After weeks of tests, scientists from the Santa Barbara Museum of Natural History announced that ships are to blame for the recent deaths of three blue whales in Southern California waters.
Following the results of two necropsies, the museum’s team reported that domoic acid poisoning did not play a role in the deaths of three blue whales found off the Southern California coast. The museum headed the investigation into the deaths of two of the three dead whales, both of which were found in Ventura and Santa Barbara counties. Analysts have since determined that all three whales were struck by vessels in the water.
Museum spokeswoman Easter Moorman said the museum’s team explored domoic acid poisoning as a possible explanation for the large numbers of collisions in such a short period of time.
Plankton produce domoic acid during warm months, usually from March to June. According to Moorman, the levels of domoic acid move up the food chain from plankton to larger marine mammals, which is potentially fatal. Previous researchers have documented the effects of domoic acid in dolphins and sea lions. The museum’s domoic acid tests are among the first conducted on whales.
“It is a neurotoxin,” Moorman said. “It potentially could play a role. With high enough levels, it could impact orientation of whales feeding in the shipping channels.”
National Oceanic and Atmospheric Administration Biologist Joe Cordaro said neither of the levels of domoic acid in the whales were significant.
Cordaro said he is uncertain as to whether the rate of whale deaths is increasing. He said it was possible that communities were just reporting the incidents more frequently.
“We have no way of knowing if there’s something going on different this year, or if this is the norm and we’re just finding out,” Cordaro said.
Moorman said the first dead whale was spotted in Long Beach Harbor on Sept. 8.
“It came into the harbor on the bow of the ship,” Moorman said. “It is a male, and the team down there took skin samples.”
Cordaro said the second dead whale was spotted floating in the Santa Barbara Channel on Sept. 14 and was eventually stranded on Hobson County Beach.

● TASK A
Rewrite the whale article starting at "Cordaro said he" and ending at "on Sept. 8.", changing "Sept. 8" to "September 8".
● TASK B
Please answer these questions from the whale article:
(i) Where was the first dead whale spotted?
(ii) What produces domoic acid during warm months?
(iii) On which beach was the second dead whale eventually stranded?
● TASK C
Decide whether each statement agrees with the whale article, giving yes or no and the words of the article that decide it:
(i) Domoic acid poisoning played a role in the deaths of the three blue whales.
(ii) Plankton usually produce domoic acid from March to June.
(iii) Cordaro is certain that the rate of whale deaths is increasing.
Use only the whale article as your source.

● DATA
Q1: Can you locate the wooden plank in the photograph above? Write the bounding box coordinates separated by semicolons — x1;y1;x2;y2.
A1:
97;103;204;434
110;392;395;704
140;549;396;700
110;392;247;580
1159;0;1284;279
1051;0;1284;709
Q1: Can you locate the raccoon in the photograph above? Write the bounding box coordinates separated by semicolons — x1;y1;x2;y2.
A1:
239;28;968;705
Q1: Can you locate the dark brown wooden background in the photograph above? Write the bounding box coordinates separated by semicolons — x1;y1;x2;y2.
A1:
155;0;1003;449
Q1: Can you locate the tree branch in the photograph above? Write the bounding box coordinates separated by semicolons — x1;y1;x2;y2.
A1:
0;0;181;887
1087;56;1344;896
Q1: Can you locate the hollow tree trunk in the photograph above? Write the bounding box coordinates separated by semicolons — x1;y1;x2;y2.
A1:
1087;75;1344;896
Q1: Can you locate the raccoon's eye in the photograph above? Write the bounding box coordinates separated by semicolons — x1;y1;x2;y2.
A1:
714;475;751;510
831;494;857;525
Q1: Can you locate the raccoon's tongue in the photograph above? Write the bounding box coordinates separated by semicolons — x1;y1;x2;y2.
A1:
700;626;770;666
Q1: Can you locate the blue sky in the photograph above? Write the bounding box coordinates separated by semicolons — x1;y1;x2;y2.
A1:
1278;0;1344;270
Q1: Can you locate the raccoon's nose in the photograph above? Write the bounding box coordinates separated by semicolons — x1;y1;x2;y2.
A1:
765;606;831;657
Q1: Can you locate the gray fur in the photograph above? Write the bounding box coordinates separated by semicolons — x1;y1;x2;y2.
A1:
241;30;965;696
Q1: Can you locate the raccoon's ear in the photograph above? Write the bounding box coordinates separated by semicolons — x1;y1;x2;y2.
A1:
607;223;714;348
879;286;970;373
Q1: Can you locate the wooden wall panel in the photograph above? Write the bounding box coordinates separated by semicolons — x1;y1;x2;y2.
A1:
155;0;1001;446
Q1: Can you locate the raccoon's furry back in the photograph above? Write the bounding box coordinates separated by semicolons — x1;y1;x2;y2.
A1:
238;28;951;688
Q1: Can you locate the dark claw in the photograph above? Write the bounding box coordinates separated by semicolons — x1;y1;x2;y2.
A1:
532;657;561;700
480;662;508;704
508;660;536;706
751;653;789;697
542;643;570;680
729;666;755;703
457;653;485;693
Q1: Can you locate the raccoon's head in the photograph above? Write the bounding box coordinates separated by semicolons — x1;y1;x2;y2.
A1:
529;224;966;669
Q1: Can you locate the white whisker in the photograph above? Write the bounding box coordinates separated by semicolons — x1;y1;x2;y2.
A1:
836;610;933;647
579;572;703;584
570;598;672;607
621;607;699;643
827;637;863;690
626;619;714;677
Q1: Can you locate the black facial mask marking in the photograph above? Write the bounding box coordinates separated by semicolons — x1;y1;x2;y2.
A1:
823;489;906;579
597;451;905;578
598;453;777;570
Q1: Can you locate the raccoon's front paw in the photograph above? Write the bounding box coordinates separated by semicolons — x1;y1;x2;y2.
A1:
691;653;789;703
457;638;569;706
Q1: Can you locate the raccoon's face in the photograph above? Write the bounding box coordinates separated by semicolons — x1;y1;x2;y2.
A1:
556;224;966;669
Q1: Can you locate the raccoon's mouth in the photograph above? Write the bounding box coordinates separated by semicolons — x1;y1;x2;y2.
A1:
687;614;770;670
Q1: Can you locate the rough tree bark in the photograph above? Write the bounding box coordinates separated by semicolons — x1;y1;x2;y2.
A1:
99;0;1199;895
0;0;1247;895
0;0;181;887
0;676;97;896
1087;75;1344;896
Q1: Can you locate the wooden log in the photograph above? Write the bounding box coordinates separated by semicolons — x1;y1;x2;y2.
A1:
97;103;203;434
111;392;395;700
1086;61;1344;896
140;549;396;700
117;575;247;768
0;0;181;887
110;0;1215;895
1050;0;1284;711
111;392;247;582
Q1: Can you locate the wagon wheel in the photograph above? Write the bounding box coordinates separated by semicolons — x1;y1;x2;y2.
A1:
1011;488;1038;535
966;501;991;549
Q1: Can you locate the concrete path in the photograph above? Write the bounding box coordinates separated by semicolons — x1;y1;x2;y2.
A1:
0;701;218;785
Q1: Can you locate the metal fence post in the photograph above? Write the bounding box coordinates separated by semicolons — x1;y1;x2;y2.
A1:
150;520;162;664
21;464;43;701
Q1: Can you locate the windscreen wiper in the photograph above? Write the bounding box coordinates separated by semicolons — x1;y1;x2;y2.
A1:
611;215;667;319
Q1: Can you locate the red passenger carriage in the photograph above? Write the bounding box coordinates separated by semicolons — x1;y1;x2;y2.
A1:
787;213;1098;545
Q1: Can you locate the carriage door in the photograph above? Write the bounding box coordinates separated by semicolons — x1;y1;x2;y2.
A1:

● EXPECTED ANSWER A
Cordaro said he is uncertain as to whether the rate of whale deaths is increasing. He said it was possible that communities were just reporting the incidents more frequently.
“We have no way of knowing if there’s something going on different this year, or if this is the norm and we’re just finding out,” Cordaro said.
Moorman said the first dead whale was spotted in Long Beach Harbor on September 8.

● EXPECTED ANSWER B
(i) In Long Beach Harbor.
(ii) Plankton.
(iii) Hobson County Beach.

● EXPECTED ANSWER C
(i) No: "domoic acid poisoning did not play a role in the deaths of three blue whales found off the Southern California coast"
(ii) Yes: "Plankton produce domoic acid during warm months, usually from March to June."
(iii) No: "Cordaro said he is uncertain as to whether the rate of whale deaths is increasing."